Your task is to return the line containing "Each instance of the person in purple" and each line after it through the end of the entries, exactly, with no other lines.

The input START

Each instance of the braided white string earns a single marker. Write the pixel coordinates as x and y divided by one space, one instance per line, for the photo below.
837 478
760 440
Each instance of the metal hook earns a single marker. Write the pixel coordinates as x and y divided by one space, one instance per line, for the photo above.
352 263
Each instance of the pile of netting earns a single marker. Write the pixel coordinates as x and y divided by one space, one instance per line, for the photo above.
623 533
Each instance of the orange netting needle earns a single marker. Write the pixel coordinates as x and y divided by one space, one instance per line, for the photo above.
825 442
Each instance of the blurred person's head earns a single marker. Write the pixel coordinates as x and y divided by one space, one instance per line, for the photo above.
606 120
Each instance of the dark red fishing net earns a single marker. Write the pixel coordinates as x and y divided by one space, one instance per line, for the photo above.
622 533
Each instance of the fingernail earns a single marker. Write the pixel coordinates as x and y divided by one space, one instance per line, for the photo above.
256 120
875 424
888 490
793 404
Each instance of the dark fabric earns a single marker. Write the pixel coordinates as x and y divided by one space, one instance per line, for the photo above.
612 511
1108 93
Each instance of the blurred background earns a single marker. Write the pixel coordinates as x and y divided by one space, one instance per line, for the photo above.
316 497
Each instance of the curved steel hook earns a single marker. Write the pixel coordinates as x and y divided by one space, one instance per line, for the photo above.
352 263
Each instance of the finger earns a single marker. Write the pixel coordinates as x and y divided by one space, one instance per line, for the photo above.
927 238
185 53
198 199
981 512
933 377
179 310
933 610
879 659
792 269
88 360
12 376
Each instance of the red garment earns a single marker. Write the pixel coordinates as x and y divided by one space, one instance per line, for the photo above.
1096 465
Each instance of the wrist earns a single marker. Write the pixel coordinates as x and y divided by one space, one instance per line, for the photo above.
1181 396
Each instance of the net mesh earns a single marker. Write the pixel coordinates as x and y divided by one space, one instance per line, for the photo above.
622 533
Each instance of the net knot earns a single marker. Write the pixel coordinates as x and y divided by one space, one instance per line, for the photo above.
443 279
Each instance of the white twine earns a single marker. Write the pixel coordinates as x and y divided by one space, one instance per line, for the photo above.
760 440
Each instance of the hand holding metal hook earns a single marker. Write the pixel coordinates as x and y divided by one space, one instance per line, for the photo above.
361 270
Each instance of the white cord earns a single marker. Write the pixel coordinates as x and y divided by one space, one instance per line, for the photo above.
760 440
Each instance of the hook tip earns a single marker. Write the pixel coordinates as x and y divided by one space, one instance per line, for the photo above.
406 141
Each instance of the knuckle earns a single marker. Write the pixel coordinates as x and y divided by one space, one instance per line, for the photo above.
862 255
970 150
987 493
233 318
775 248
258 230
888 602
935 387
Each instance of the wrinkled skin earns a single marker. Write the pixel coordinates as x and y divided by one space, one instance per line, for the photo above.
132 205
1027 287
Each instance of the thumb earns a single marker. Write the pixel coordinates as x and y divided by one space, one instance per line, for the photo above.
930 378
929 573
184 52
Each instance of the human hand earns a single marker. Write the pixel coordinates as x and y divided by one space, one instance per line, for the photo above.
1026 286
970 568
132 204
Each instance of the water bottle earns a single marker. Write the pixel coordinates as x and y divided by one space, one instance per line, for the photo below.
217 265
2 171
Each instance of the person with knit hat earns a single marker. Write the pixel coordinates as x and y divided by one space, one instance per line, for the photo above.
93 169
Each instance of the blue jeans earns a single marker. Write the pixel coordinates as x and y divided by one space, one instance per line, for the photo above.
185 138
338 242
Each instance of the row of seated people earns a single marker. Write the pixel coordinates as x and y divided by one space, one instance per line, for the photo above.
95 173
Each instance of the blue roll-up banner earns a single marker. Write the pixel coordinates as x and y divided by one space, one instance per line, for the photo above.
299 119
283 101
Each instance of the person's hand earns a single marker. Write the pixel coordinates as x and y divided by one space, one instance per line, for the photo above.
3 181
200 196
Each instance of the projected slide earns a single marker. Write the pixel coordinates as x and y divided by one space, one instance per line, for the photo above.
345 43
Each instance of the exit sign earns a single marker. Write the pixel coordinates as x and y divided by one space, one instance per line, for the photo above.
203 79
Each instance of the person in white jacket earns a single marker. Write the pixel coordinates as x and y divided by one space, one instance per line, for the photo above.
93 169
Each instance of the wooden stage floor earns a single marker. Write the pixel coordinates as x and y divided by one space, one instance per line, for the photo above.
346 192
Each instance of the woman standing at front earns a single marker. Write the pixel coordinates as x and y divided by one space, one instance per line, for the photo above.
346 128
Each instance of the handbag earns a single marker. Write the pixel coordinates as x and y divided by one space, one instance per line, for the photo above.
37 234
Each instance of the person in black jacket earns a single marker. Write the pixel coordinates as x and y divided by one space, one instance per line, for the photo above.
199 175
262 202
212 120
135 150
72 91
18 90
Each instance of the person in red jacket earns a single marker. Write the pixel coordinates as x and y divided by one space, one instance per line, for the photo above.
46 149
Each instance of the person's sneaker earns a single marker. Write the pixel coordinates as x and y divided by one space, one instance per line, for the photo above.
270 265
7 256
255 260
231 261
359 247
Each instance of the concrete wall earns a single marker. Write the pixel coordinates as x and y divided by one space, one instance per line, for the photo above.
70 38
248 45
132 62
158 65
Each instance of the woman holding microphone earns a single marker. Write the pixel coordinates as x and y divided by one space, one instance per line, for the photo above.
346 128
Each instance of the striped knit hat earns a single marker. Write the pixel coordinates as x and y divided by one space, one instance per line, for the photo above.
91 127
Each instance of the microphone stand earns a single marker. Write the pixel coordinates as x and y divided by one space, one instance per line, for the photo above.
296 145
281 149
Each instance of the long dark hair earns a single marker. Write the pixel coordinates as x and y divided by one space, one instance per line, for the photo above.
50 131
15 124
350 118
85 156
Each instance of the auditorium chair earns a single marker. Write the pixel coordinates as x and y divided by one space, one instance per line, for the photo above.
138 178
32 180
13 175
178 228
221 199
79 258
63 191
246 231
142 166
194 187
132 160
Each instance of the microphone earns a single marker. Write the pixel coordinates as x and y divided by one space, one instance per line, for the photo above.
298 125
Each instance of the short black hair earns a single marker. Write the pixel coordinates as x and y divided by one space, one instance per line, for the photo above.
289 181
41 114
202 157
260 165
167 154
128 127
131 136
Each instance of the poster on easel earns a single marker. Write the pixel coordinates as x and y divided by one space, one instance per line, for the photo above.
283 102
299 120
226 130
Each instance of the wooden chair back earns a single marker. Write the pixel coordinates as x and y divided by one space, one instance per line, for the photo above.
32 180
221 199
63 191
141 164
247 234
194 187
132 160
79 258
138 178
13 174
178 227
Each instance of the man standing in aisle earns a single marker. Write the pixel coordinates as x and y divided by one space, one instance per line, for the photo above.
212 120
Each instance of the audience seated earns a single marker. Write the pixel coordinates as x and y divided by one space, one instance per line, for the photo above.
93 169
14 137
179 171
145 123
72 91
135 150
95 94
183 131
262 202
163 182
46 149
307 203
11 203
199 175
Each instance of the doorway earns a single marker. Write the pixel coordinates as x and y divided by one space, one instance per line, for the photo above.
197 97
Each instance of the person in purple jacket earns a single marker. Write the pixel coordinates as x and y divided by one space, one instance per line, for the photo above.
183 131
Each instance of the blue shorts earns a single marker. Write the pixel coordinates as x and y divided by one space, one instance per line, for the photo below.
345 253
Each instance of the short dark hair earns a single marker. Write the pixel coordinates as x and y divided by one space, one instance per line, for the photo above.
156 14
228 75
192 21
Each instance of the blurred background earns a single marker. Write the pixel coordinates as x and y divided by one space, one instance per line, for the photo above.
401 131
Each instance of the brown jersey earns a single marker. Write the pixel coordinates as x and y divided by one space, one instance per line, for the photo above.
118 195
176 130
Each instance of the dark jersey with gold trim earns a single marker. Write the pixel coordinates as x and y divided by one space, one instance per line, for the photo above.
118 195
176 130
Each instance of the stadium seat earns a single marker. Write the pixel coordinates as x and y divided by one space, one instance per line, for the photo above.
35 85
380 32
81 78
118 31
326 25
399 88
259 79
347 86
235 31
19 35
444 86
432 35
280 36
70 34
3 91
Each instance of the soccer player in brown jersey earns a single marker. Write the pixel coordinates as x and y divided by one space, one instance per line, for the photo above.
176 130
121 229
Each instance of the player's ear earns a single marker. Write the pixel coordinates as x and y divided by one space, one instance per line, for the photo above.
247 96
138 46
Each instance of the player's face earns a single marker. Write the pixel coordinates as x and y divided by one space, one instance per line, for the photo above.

The input END

### Result:
Each instance of the person in purple jacket earns a single marker. Write the pixel coordinates as x and y divided by one space, one instance per line, for the photo above.
183 131
Each instance of the blue shorts earns a single marker. Write the pixel coordinates as x and y divided by one space, one instance per line, for the photo below.
345 253
Each instance of the short dark hair earns a single marker. Write the pixel coordinates as x and y divided by one space, one instance per line, for the photo above.
156 14
228 75
192 21
Each instance of the blurred background earns a single marker. Write the pixel coordinates as x and y divided by one space, one instance per line, for the photo above.
401 131
Each instance of the brown jersey earns a single marker. Write the pixel coordinates as x and y divided by one space, one instance per line, for the photo above.
118 195
176 130
Each instance of the dark jersey with gold trim earns a single marker. Write the pixel coordinates as x and y divided by one space, one instance per line, for the photo above.
118 195
176 130
Each instance of the stadium seat earns a single marker. Write the pixel coordinates as x and y divided by one space, one instance per line, for the photo above.
35 85
380 32
81 78
118 31
326 25
399 88
259 79
347 86
235 31
19 35
444 86
432 35
280 36
70 34
3 91
Each instance of the soccer player in brown jersey earns a single marker. Write the pixel coordinates as x and y divided by one space, one instance per line, for the photo above.
176 130
121 229
Each instance of the player's ear earns a single marker. Write the pixel coordinates as x and y divided by one space, one instance per line, for the photo above.
247 96
138 46
Each instance of the player's face earns a single marker. Write the pixel coordinates as x and y divided by one space, one instance per line, for the photo above.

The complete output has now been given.